* _SELECTED TEXT_
* * * * * * * * *

Remember that time we told you to buy cryptoany crypto – ASAP?

If you listened, congratulations. You’re up nicely over these last 48 hours.

Hodl tight.

And if you didn’t listen, well, that’s actually no big deal.

It’s still a great time to get in, and that’ll probably be true for the next couple of weeks months years forevers.

At any rate, as you know, cryptocurrency isn’t just a smart investment, it’s also the best way to fund your legal online gambling activities.

However, outside of Wyoming sportsbooks, no domestic sportsbook is legally allowed to accept crypto deposits.

This is bafflingly shortsighted and feels like PASPA all over again, albeit the issue is sure to be much more easily remedied by various state legislatures going forward. No federal intervention is required.

For now, though, most US bettors are limited to crypto gambling with international operators rather than state-based books and betting sites.

That being said, crypto – as we’ve repeated ad infinitum (or, if you prefer, ad nauseum) – isn’t the best option for everyone.

While it’s undeniably the best bet funding method going regardless of the coin you choose (though Litecoin betting is the most profitable option in terms of transfer times and blockchain fees), it bears talking about some of the basics.

Because just as crypto hesitancy is a thing, so too is online sports betting hesitancy.

In many cases, new players or first-time online bettors stumble across the industry and find out it’s completely legal.

Unfortunately, during their research, many such bettors also stumble across all the articles, posts, and deep dives about why legacy funding options – things such as credit cards, debit cards, bank wires, and money orders – are “unreliable” or otherwise difficult to use for timely deposits and withdrawals.

So they don’t sign up, and they don’t bet.

But these options aren’t unreliable or difficult to use.

It’s a false narrative.

Yes, for active, avid bettors, we heartily recommend crypto because – once you’re set up to manage the stuff – there’s no easier, faster, or more valuable way to bet sports online.

But if you’re new to the game and intimidated by (or fundamentally uninterested in) crypto, you don’t have to pass on the offshore market.

Indeed, you shouldn’t pass on it.

For those living in states with legal domestic US sports betting, of course, this is less of an issue.

If your state has sports betting, it likely has online sports betting, and it takes all of 15 minutes to download your DraftKings app, FanDuel app, BetMGM app, etc., sign up, make a deposit, and get playing.

But these sites are limited in nature.

For one thing, most US sportsbooks are only sportsbooks. They don’t feature any other real-money online gambling markets, such as legal online casinos or legal online poker rooms.

But beyond that – and more relevantly to this conversation – is the fact that their online bet funding options run extremely thin, even if you don’t use crypto.

Most domestic operators, for example, don’t take checks, bank wires, or money orders.

In the majority of states, they’re limited to direct bank deposits and debit card deposits.

* * * * * * * * *

* _SHORT EXERCISE 1_
Locate every line in the listing below that contains the string "fence", matching case, and copy each of those lines.

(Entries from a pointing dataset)

* * * * * * * * *

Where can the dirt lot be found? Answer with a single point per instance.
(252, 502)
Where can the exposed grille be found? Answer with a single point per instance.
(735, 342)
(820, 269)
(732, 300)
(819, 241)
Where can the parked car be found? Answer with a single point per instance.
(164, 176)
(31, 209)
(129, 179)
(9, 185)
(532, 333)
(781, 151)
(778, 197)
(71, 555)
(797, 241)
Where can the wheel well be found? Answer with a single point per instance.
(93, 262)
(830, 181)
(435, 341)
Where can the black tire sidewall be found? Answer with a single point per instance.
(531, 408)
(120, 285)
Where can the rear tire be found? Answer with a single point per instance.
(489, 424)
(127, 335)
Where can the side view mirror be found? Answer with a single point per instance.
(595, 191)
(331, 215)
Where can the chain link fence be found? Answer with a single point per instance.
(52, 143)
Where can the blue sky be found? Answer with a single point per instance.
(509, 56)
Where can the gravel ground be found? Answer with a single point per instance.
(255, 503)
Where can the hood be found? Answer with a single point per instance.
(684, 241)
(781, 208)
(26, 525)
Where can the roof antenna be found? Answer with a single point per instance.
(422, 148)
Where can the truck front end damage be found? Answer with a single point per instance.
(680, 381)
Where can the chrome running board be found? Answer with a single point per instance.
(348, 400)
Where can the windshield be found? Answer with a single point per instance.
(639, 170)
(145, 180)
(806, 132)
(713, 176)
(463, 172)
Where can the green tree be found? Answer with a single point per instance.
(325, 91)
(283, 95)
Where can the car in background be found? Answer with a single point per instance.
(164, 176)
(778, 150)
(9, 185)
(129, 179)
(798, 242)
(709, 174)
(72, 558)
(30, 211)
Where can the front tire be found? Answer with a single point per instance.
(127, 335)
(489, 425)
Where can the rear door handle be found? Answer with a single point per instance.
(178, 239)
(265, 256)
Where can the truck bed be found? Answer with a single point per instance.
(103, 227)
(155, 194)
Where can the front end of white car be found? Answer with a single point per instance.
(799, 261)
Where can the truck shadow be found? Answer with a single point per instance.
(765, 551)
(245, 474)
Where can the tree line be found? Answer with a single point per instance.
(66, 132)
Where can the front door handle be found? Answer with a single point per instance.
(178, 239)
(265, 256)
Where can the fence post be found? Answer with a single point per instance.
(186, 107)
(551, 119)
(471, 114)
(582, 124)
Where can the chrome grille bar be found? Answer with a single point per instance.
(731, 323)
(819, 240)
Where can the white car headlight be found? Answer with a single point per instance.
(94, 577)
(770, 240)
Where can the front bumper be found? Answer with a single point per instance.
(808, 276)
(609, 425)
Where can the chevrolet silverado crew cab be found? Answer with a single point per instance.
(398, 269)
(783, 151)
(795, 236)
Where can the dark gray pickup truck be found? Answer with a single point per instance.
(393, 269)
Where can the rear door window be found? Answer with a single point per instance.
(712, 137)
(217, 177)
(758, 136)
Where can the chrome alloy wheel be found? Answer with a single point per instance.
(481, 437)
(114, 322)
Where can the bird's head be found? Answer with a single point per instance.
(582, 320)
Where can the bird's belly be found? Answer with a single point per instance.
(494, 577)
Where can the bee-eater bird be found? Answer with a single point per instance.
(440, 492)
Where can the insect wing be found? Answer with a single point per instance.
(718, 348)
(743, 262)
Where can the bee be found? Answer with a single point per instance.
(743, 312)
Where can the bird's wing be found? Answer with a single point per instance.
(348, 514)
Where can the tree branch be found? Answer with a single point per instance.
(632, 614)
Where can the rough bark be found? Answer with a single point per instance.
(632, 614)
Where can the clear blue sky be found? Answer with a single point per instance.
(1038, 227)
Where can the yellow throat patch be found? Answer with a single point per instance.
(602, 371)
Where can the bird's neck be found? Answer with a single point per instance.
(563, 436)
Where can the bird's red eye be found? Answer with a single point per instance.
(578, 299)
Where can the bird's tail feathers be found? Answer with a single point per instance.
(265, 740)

* * * * * * * * *

* _SHORT EXERCISE 2_
Set down the part of the crypto betting article starting with "So they don’t" and going on through "pass on it.", copying it word for word.

* _FULL OUTPUT 1_
Where can the chain link fence be found? Answer with a single point per instance.
Where can the fence post be found? Answer with a single point per instance.

* _FULL OUTPUT 2_
So they don’t sign up, and they don’t bet.

But these options aren’t unreliable or difficult to use.

It’s a false narrative.

Yes, for active, avid bettors, we heartily recommend crypto because – once you’re set up to manage the stuff – there’s no easier, faster, or more valuable way to bet sports online.

But if you’re new to the game and intimidated by (or fundamentally uninterested in) crypto, you don’t have to pass on the offshore market.

Indeed, you shouldn’t pass on it.